* START Extracted information *

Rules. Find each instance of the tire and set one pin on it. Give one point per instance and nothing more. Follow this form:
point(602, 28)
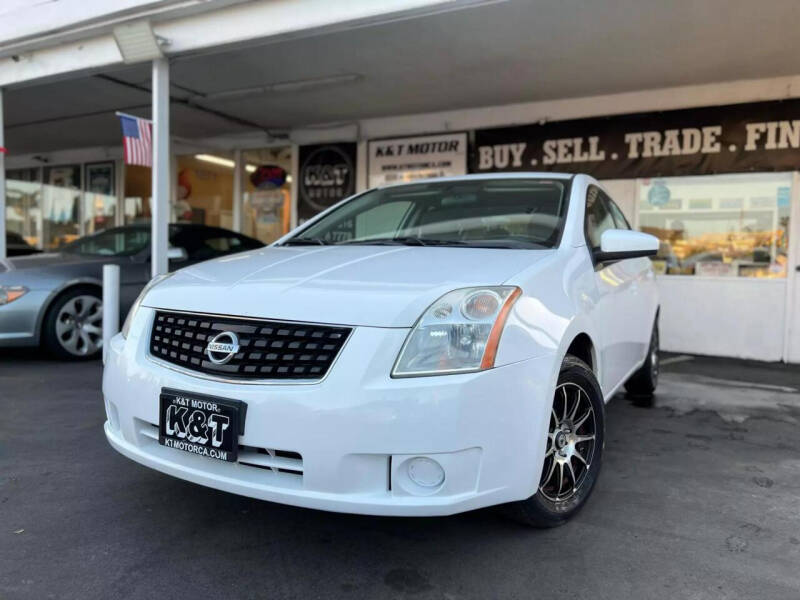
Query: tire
point(578, 400)
point(73, 326)
point(644, 381)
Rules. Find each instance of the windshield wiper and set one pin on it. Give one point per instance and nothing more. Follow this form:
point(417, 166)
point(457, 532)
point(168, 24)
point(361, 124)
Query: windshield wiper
point(406, 241)
point(306, 242)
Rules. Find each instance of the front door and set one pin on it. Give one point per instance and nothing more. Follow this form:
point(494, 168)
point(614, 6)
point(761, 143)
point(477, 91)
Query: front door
point(792, 327)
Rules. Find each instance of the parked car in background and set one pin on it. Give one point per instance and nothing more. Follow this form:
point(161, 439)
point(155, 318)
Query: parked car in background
point(421, 349)
point(55, 299)
point(17, 246)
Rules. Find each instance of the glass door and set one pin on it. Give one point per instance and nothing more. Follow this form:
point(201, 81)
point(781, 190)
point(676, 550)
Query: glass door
point(792, 334)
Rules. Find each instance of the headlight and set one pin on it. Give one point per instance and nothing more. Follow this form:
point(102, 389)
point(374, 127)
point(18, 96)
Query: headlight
point(458, 333)
point(9, 293)
point(126, 326)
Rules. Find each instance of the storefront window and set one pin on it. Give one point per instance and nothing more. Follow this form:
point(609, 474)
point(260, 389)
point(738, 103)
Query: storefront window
point(99, 198)
point(23, 204)
point(61, 196)
point(266, 212)
point(137, 195)
point(205, 190)
point(719, 225)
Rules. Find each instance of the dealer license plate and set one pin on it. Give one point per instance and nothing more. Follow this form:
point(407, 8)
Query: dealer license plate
point(201, 424)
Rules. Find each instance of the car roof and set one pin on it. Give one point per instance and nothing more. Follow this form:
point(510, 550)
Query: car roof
point(484, 176)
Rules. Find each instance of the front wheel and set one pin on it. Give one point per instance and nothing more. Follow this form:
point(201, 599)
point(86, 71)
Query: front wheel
point(73, 327)
point(574, 449)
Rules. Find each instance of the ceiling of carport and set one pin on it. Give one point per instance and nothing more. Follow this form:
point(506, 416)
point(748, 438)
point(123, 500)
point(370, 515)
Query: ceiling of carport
point(491, 54)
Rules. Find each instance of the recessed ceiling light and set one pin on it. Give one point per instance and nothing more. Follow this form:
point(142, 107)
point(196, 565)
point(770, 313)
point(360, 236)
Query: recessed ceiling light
point(137, 42)
point(283, 87)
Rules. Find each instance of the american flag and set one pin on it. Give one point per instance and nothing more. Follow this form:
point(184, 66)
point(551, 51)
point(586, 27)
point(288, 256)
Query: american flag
point(137, 139)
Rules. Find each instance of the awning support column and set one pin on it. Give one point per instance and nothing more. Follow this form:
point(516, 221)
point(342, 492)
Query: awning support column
point(161, 168)
point(2, 184)
point(238, 199)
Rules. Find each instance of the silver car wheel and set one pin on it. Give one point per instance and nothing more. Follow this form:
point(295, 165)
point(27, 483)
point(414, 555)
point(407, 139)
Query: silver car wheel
point(79, 328)
point(570, 443)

* END Extracted information *

Skip the pictures, then retype every line above exactly.

▶ **Answer in full**:
Rules. Find each instance of the tire and set one pin on it. Give one point per instance and nothing more. Follow this form:
point(602, 28)
Query: tire
point(578, 400)
point(73, 326)
point(644, 381)
Rules. Find each instance of the windshield wiper and set one pin on it. Give one point per instance and nothing more. Follow this form:
point(417, 166)
point(457, 532)
point(168, 24)
point(361, 124)
Query: windshield wiper
point(406, 241)
point(306, 242)
Rules. Find each instance of the front door and set one pin on it. Give one point per instance and nothing more. Follow this form:
point(494, 168)
point(614, 6)
point(761, 143)
point(477, 91)
Query: front door
point(792, 327)
Rules. Find each instance of the parked car in background and set one pin on it. Give one point per instance and nothing more. Follow this form:
point(161, 439)
point(155, 318)
Query: parked car in background
point(421, 349)
point(55, 299)
point(17, 246)
Rules. Find each instance of the glass door and set one pin on it. Give one point per instance and nothing more. Follow this form:
point(201, 81)
point(781, 190)
point(676, 550)
Query: glass door
point(792, 334)
Rules. Find each instance of the headlight and set one pin on it. Give one point per instance and nothing more. Follow this form:
point(102, 389)
point(374, 127)
point(18, 96)
Query: headlight
point(458, 333)
point(9, 293)
point(126, 326)
Rules. Find each instance of the storefront window and set one pin on it. Give one point per instance and nothing more. Follow this form:
point(609, 474)
point(260, 389)
point(738, 103)
Query: storefront window
point(99, 198)
point(23, 204)
point(61, 196)
point(266, 212)
point(137, 195)
point(205, 190)
point(719, 225)
Rules. Find each instance of the dealer license plate and set one pin on it. Give one point per instance and nothing more. Follow this form:
point(407, 8)
Query: dealer license plate
point(201, 424)
Rules. Find each instance of the car roof and set one pin on it. Give one point per instance and nothing more. Follow this form:
point(510, 550)
Query: car roof
point(484, 176)
Rules. Find each instance of the front wheel and set one pin on it. Give one point per instance and nothing more. Follow this form:
point(201, 599)
point(86, 71)
Query: front wheel
point(73, 327)
point(574, 449)
Rules. Find each instance of the ceiling of carport and set one pin on it. Give one point per instance and nothing more. Follow this form:
point(506, 416)
point(748, 438)
point(123, 500)
point(370, 515)
Query: ceiling of carport
point(491, 54)
Rules. Find each instance of the recessed ceiling light and set one pin on it. Give one point per instance and nothing more. Follow this form:
point(142, 107)
point(196, 565)
point(770, 313)
point(360, 236)
Query: recessed ceiling light
point(137, 42)
point(283, 87)
Rules. Find each instance of the american flag and set one pin on it. Give one point per instance and nothing more. Follow this form:
point(184, 66)
point(551, 51)
point(586, 27)
point(288, 256)
Query: american flag
point(137, 139)
Rules. Find each instance of the awning support column and set one pin on it. Give one point per instance and nothing more. Follow this form:
point(516, 221)
point(342, 492)
Query: awning support column
point(161, 168)
point(2, 184)
point(238, 199)
Rules. Find each instance of the silver car wheel and set one pin on it. Give one point per instance and nothing more. Follow this form:
point(295, 165)
point(27, 483)
point(414, 555)
point(407, 139)
Query: silver car wheel
point(79, 328)
point(570, 443)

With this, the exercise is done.